- **選錄文段**:
****************************************

親愛的朋友:
我是 Jeremy 韋積慶(常惺元定),是先師果如法師的長嗣(第一位法子)。在此和大家分享我與師父果如法師的學習經歷以及他的核心教導:「再續祖師禪法500 年,勿令斷絕」。同時,我誠摯地邀請您與我同行,加入傳承祖師禪法500年的旅程。非常感謝您的溫暖支持。
再續祖師禪法五百年,勿令斷絕
— 果如師父長嗣(第一位法子)Jeremy 韋積慶 ( 常惺元寂) 敬書, 2024年11月1日
2024年10月2日上午11時,我站在師父的病榻旁,輕聲地跟師父報告:「師父,Jeremy來見您了。請原諒Linda(師父的第二位法子)不能及時趕到,請讓她好好完成學業」。師父眨了眨眼,泛出慈愛的淚光。站在一旁、從台南趕來的常普師兄,目睹了這一幕。跟隨師父四十多年的弟子素香師姐說,這是師父在等他最親愛的孩子回來見他。
在與師父告別時,內心浮現的是師父賦予我這個長嗣的使命:「讓祖師禪法再續五百年,勿令斷絕」。旋即,師父在2024年10月2日下午1時示寂。
此時指尖揮灑對師父的感念,文字與淚珠俱落鍵盤,只為講述師父最核心的教導,分享師父最真實的教誡。
師父一向給人嚴厲的形象,有著獨樹一幟的禪風。但真實的師父卻是因材施教,依弟子慧根與用功的程度給予最適當的教導。師父一生從未對我或Linda呵斥,亦不曾香板伺候。
近來,有些人議論師父晚年的教法有所轉變,將教導的重心從「參禪的明心見性」轉化到「佛法的生活日用」,有些人總是問師父,如何在日常生活中「用」上佛法。然而,師父在2023年跟師公聖嚴長老的法子Master Gilbert Gutierrez的對談中,明確地說:「我師父(聖嚴長老)的教法始終沒有改變。」「我這邊教導的是如何開悟。」

****************************************

物件點位標籤

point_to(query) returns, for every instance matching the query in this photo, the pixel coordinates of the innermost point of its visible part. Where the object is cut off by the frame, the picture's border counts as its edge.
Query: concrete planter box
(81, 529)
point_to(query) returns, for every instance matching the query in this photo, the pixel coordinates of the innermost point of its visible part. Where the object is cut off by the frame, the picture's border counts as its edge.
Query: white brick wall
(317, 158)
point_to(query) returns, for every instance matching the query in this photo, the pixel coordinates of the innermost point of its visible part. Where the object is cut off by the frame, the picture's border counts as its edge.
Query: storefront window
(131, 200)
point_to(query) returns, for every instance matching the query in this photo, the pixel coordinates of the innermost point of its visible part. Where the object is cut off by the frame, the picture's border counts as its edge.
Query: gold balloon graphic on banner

****************************************

- **指定任務 A**: 根據追念果如法師的選錄文段,師父於何時示寂?
- **指定任務 B**: 請從最後一句之後起筆,把追念果如法師的選錄文段續寫下去。
所附資料與選錄文段並無關聯。

- **練習回答 A**: 2024年10月2日下午1時。

- **練習回答 B**:
開悟或明心見性,是禪宗的核心價值。在明心見性的前提下,禪堂和生活不是斷成兩截,生活是禪堂「鍛鍊」的延伸。生活中的參禪,並不是引用佛法道理去舒緩生活上的壓力或身心不適。如果只是放鬆和舒壓,做個SPA或心理諮商會更有效。師父常說:「如果只把佛法當成安撫人心的信仰,是非常可惜的」。因為各個宗教都有安撫人心的作用,如果失去「明心見性」這個核心價值,禪宗沒有存在的必要。
但,活在這個時代的我們,如何體現禪宗的價值呢?禪宗的現代性一直是師父與我和Linda討論的話題,我們經常熱議如何使用網路、視訊、AI弘揚禪法。對我們來說,這些不是新鮮事,因為由師父親自命名的“None” Zen Center (中文名「無有禪社」),多年來早就使用這些現代媒體,並且對參禪的目的「明心見性」,從未打過任何折扣。非常可能,AI遲早會成為世界上最會講經說法的「法師」。在這種情形下,「禪師」會以怎樣的形式展現?人的價值是什麼?這些,都是我們和師父關心的議題,以及弘揚禪法的思考方向。
活在這個時代的我們,真的還能夠明心見性嗎?我和Linda的參禪實踐,可以作為參考例子。
2010年3月底,我與Linda參加了法鼓山天南寺的話頭禪三,這是我們第一次遇見師父。恰好禪期中我與長期跟隨師父學習的清水師兄為室友,他熱心的引薦我們到台灣中和的玉佛寺。
玉佛寺是一座位於崎嶇田徑中一間不起眼的鐵皮屋,師父對我們的到來感到訝異,詢問我們:「你們是慕名而來的嗎?」我們回答:「不是,我們根本不知道你是誰。」Linda還說:「我們連你的名字是怎麼寫的,都不知道。」只覺得法師開示的內容和其他人非常不同,非常有興趣,但完全聽不懂。師父哈哈大笑說:「這樣很好」。後來,我們才知道參禪的第一步,就是要承認自己不懂,保持好奇與疑惑,既非嘗試合理化,更不是全然無知地盲目奉行。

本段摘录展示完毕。